BEGIN Available records

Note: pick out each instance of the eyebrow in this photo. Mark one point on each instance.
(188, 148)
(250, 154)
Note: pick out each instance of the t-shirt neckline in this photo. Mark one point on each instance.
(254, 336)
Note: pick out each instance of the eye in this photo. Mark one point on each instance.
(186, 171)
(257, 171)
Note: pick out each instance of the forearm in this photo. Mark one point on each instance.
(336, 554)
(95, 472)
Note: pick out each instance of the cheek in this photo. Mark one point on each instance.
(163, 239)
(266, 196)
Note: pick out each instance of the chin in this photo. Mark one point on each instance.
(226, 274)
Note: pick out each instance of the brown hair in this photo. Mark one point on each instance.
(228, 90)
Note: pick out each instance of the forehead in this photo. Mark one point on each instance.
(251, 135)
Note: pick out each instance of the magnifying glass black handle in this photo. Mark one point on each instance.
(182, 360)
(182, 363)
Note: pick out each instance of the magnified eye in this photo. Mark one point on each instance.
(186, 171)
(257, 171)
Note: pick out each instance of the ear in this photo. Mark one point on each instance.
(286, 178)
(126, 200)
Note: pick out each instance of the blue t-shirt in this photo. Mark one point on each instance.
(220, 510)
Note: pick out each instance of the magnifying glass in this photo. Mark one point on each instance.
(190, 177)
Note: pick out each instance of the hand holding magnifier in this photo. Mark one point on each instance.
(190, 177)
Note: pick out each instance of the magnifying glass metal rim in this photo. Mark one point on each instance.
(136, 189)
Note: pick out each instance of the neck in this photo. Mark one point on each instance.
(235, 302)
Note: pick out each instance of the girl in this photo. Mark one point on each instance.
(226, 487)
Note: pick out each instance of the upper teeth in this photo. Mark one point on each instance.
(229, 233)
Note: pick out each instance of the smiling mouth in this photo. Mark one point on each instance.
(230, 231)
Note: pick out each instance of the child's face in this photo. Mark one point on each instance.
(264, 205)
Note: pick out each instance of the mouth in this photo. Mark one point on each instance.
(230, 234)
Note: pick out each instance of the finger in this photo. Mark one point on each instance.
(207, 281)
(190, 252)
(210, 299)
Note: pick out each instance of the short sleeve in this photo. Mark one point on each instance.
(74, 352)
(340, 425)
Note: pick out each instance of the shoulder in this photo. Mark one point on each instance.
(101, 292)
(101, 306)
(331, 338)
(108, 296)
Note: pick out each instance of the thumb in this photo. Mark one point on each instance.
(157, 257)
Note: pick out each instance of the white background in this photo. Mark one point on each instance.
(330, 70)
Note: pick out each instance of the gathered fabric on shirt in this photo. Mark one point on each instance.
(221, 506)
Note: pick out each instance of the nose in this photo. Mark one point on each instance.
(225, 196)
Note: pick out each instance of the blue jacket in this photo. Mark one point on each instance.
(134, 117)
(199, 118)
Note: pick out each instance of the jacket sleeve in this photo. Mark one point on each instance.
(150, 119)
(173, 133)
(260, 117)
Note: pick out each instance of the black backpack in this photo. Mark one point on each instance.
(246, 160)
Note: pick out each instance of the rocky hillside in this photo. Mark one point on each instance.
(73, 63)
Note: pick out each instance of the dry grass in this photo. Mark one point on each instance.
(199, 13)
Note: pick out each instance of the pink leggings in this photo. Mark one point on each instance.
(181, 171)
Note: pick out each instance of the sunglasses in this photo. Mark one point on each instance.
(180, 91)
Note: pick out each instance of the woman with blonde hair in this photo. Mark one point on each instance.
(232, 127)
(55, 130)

END Available records

• _Description of the task_
An exact retyping of the lines from the one with "Note: pick out each instance of the rocky" to the end of the material above, with both ends included and nothing added, is the required answer.

• _Finished exercise_
Note: pick out each instance of the rocky hillside in this photo. Mark one point on each instance.
(73, 63)
Note: pick out each instance of the dry grass in this photo. Mark one point on each instance.
(199, 13)
Note: pick out each instance of the pink leggings in this photo. Mark one point on each instance.
(181, 171)
Note: pick out each instance of the sunglasses in this photo. Mark one point on each instance.
(180, 91)
Note: pick out each instance of the woman with blonde hair in this photo. Mark one point on each instance.
(232, 127)
(55, 130)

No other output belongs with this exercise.